:: Selected text

Is your church serving your marriage and relationship well? Are you satisfied with what the church has taught about marriage? Is what you pick up from the teaching, examples, or other resources you’re exposed to addressing the challenges you’re facing in your marriage? I hear from many who would say the answer is No. I believe there are several ways the church needs to do better when it comes to marriage.
Much of the hurt and frustration isn’t so much from what’s said directly, although at times that can be the case. What is unstated often hurts more; the assumptions about marriage that seem to be present, the issues that aren’t safe to talk about, or the seemingly superficial ways in which some issues are addressed.
If you’re getting the help you need for your marriage in your church, wonderful! I bless you and your leaders! But I see holes in the church’s perspective and teaching about marriage and relationships. The church’s primary reason for being is to connect people with God’s story. But when it comes to relationships, here are five things I wish the church taught about marriage.
Marriage is Not the Ultimate Goal
Walk into the average Christian church (perhaps especially in the West) and you get the impression (unstated but real) that church is a place for married couples and families. Unmarried people, single parents, even blended families – it’s often hard for those people to feel like this is a place for them. They may sometimes feel welcomed, but they feel others see them as a problem to be fixed.
And that comes from an unstated assumption many in the Protestant Christian church have believed, that getting married and having children is the highest goal for followers of Jesus. Marriage becomes an idol.
And every idol is doomed to disappoint.
It hasn’t always been this way. For the first 1500 years or so of the Christian church the unmarried state was considered the highest spiritual condition. That wasn’t right either.
I wish the church would teach openly and often that marriage is one of the important ways God does His work in our lives, not the only or even always the best way. Married people are not more holy. God does not save couples; He transforms individuals. The ultimate goal of the Christian life is to become like Jesus, not to have a happy family.
Marriage is Not “Happily Ever After”
The reason God instituted marriage was not to make people happy. Instead, He intended marriage to be an earthly human demonstration, an object lesson, of the love and intimacy God has within Himself and that He desires to have with us. And it’s a laboratory in which God intends for us to learn to love well.

::::

**Objectives**
A – From the article on church and marriage, write out the passage that begins at the words "Marriage is Not the" and ends after the words "wasn’t right either.", copying it word for word.
B – According to the article on church and marriage, how was the unmarried state regarded for the first 1500 years or so of the Christian church?
The items after this point are separate material and have no connection to the article on church and marriage.

:: Record extracts

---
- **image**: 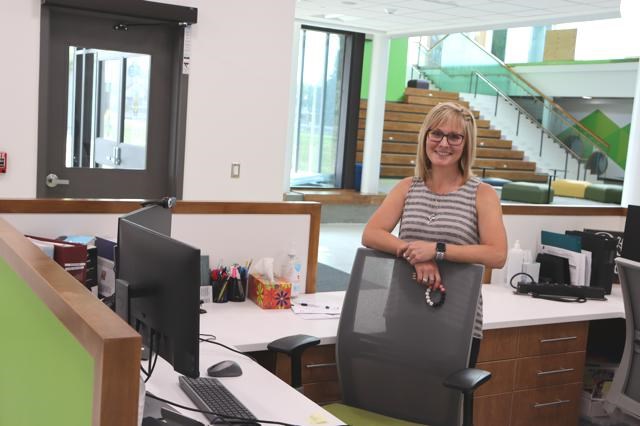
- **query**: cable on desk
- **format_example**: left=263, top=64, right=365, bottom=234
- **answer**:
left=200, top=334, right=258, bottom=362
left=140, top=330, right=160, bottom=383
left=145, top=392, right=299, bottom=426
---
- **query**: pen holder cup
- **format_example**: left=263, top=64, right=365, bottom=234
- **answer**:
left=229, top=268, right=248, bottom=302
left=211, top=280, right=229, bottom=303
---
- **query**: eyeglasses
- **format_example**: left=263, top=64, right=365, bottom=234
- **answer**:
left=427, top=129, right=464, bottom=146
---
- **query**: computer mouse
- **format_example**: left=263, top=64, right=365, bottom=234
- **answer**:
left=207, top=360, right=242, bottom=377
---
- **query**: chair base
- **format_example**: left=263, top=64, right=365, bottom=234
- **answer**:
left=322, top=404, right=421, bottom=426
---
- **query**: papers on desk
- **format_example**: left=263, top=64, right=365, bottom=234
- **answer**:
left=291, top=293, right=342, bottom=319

::::

**Responses by task**
A –
Marriage is Not the Ultimate Goal
Walk into the average Christian church (perhaps especially in the West) and you get the impression (unstated but real) that church is a place for married couples and families. Unmarried people, single parents, even blended families – it’s often hard for those people to feel like this is a place for them. They may sometimes feel welcomed, but they feel others see them as a problem to be fixed.
And that comes from an unstated assumption many in the Protestant Christian church have believed, that getting married and having children is the highest goal for followers of Jesus. Marriage becomes an idol.
And every idol is doomed to disappoint.
It hasn’t always been this way. For the first 1500 years or so of the Christian church the unmarried state was considered the highest spiritual condition. That wasn’t right either.

B – It was considered the highest spiritual condition.